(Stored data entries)
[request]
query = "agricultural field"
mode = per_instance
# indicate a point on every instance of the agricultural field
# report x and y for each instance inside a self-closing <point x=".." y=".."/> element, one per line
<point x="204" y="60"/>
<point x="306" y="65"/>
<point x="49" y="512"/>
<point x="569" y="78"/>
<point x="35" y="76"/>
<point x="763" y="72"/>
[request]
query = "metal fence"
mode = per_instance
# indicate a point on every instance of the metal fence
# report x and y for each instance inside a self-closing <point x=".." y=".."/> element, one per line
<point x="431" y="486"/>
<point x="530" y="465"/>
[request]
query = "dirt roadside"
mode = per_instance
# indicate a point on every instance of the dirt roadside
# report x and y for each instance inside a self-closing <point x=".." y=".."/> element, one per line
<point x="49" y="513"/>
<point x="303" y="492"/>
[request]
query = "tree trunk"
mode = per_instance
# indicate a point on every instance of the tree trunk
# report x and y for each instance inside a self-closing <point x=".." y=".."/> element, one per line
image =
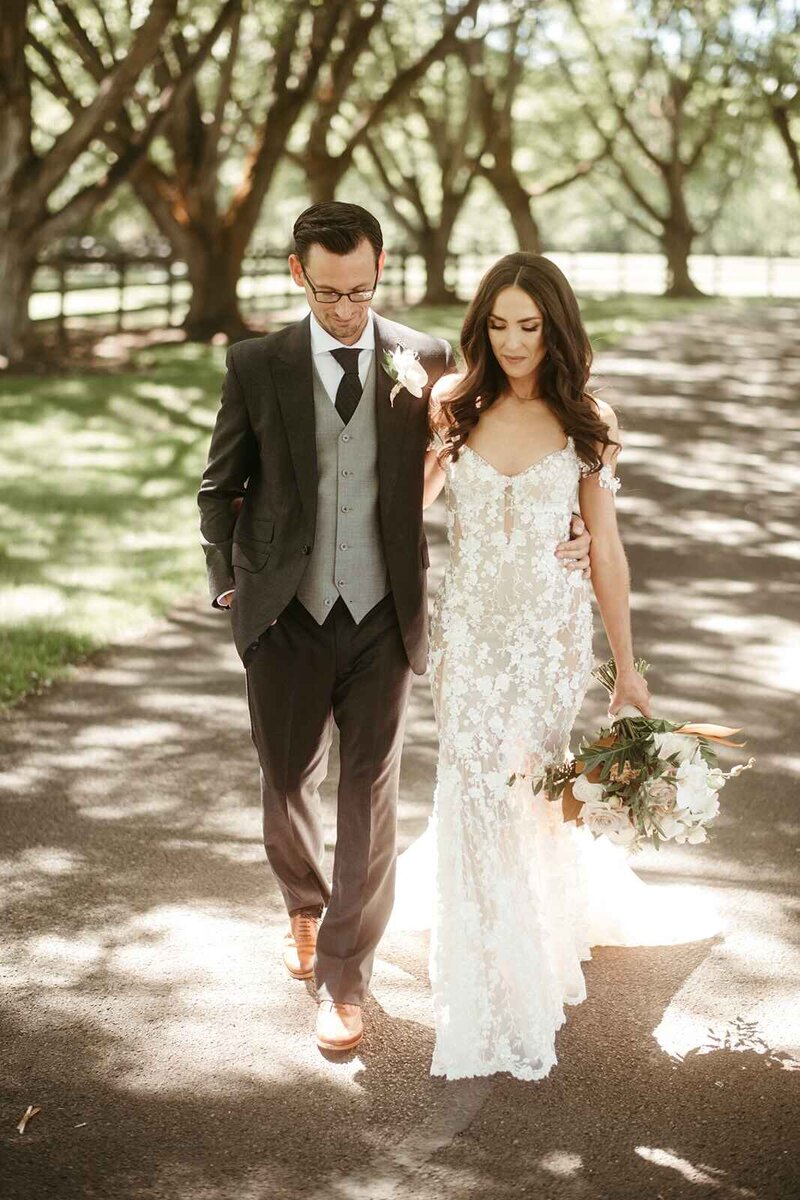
<point x="17" y="269"/>
<point x="324" y="177"/>
<point x="433" y="247"/>
<point x="517" y="202"/>
<point x="677" y="243"/>
<point x="214" y="269"/>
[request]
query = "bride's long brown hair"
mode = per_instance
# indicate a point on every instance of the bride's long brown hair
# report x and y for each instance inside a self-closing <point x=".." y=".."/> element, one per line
<point x="561" y="376"/>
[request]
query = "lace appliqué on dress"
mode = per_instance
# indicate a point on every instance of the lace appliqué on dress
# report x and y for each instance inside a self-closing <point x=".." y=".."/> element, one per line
<point x="510" y="661"/>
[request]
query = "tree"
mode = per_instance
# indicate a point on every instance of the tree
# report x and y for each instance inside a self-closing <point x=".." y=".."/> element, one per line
<point x="661" y="111"/>
<point x="358" y="87"/>
<point x="773" y="54"/>
<point x="426" y="161"/>
<point x="31" y="178"/>
<point x="205" y="183"/>
<point x="501" y="70"/>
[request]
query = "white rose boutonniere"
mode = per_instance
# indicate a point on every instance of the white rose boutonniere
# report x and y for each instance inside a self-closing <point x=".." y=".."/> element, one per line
<point x="404" y="367"/>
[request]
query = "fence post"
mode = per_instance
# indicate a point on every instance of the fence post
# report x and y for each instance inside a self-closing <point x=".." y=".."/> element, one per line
<point x="121" y="269"/>
<point x="61" y="317"/>
<point x="170" y="293"/>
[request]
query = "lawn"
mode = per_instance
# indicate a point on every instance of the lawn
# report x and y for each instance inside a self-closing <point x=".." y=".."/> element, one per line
<point x="98" y="475"/>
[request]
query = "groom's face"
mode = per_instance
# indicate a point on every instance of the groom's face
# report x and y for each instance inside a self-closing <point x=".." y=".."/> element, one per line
<point x="324" y="271"/>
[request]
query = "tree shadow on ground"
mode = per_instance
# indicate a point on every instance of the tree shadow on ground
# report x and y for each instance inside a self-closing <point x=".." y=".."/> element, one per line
<point x="146" y="1011"/>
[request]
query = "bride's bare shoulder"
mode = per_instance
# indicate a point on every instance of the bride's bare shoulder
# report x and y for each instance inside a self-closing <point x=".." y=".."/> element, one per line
<point x="445" y="385"/>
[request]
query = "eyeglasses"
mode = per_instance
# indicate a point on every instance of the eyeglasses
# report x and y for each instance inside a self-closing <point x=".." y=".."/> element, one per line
<point x="328" y="295"/>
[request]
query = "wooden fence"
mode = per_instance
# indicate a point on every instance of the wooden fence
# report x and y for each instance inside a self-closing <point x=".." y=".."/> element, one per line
<point x="119" y="292"/>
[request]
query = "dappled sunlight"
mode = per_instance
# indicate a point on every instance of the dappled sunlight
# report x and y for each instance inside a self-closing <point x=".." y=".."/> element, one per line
<point x="143" y="929"/>
<point x="701" y="1174"/>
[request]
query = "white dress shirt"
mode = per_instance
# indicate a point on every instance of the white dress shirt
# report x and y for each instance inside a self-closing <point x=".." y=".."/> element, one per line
<point x="329" y="370"/>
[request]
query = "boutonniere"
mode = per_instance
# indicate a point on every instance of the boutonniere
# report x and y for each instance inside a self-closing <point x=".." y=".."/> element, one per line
<point x="404" y="367"/>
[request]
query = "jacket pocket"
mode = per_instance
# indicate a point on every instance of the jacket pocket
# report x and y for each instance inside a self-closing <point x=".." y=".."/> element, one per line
<point x="250" y="556"/>
<point x="254" y="529"/>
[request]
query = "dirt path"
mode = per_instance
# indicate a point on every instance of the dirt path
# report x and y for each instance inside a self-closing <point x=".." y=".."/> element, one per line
<point x="144" y="1006"/>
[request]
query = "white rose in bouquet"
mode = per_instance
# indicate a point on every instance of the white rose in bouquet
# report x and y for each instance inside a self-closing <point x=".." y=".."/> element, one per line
<point x="601" y="817"/>
<point x="695" y="791"/>
<point x="585" y="791"/>
<point x="681" y="744"/>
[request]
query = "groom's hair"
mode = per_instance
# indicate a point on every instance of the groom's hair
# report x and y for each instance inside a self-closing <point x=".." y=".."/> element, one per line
<point x="336" y="227"/>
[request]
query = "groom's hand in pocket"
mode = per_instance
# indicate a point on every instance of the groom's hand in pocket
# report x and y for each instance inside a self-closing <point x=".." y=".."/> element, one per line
<point x="575" y="552"/>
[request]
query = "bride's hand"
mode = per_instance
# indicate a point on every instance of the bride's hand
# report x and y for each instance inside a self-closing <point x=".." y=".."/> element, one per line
<point x="631" y="689"/>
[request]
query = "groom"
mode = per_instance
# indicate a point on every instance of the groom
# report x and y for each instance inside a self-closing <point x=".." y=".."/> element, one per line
<point x="311" y="520"/>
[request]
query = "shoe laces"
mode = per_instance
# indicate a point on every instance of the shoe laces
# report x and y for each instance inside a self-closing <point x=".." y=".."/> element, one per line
<point x="305" y="931"/>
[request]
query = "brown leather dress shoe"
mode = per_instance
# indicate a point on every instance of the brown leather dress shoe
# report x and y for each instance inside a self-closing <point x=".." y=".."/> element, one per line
<point x="300" y="946"/>
<point x="338" y="1026"/>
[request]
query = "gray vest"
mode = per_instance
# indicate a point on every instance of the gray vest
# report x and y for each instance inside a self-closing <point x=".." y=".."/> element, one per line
<point x="348" y="558"/>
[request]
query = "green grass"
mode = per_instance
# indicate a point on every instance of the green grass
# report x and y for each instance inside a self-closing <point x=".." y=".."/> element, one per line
<point x="98" y="475"/>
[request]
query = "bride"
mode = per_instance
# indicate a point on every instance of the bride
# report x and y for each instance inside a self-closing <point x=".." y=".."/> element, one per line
<point x="519" y="895"/>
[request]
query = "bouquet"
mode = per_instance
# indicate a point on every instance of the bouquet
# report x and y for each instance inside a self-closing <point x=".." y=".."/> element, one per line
<point x="643" y="779"/>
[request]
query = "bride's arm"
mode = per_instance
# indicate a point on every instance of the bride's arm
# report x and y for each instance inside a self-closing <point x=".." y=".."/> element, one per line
<point x="609" y="573"/>
<point x="434" y="474"/>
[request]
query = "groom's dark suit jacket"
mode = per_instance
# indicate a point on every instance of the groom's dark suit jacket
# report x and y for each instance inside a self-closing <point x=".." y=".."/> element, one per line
<point x="263" y="449"/>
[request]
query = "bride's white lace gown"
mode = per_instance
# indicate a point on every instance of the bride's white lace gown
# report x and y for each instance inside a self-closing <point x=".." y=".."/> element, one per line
<point x="518" y="895"/>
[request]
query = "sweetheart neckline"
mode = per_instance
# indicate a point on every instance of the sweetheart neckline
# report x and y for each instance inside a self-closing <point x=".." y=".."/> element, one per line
<point x="517" y="474"/>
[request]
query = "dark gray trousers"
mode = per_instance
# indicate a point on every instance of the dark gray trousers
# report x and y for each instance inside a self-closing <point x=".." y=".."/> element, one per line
<point x="301" y="678"/>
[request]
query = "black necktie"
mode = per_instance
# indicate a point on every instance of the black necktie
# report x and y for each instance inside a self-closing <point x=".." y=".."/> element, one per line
<point x="349" y="389"/>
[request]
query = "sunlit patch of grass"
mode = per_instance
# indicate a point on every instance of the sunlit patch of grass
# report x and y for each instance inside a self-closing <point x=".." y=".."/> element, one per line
<point x="98" y="475"/>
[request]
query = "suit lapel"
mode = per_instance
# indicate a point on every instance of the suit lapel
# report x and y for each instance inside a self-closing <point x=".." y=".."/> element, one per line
<point x="295" y="390"/>
<point x="391" y="418"/>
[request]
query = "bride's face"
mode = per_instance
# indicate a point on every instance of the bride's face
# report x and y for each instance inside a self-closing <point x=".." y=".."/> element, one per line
<point x="515" y="327"/>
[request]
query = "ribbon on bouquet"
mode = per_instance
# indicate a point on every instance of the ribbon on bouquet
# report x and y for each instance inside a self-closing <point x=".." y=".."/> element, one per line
<point x="721" y="733"/>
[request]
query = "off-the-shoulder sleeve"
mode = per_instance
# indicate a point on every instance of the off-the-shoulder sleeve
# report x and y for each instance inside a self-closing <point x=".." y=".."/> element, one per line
<point x="435" y="442"/>
<point x="608" y="479"/>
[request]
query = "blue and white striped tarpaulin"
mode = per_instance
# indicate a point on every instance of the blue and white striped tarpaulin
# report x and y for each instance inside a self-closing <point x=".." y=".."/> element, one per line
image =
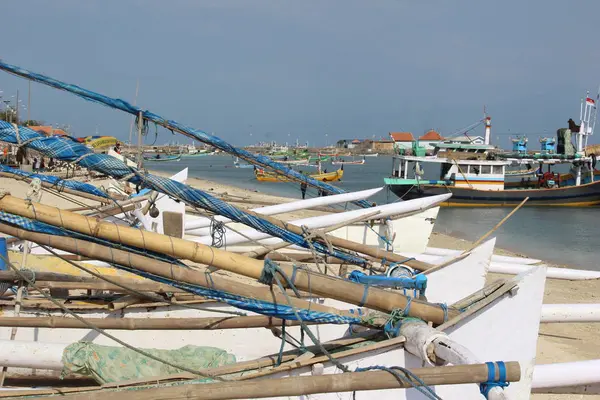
<point x="57" y="183"/>
<point x="42" y="227"/>
<point x="176" y="126"/>
<point x="71" y="151"/>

- TO DO: Write out every line of the data that holds the word "jacket".

- ANSWER FOR THIS EXERCISE:
query = "jacket pocket"
# indicate a point on every instance of the jacket pocket
query = "groom's dark suit jacket"
# indicate a point on every instance of the groom's dark suit jacket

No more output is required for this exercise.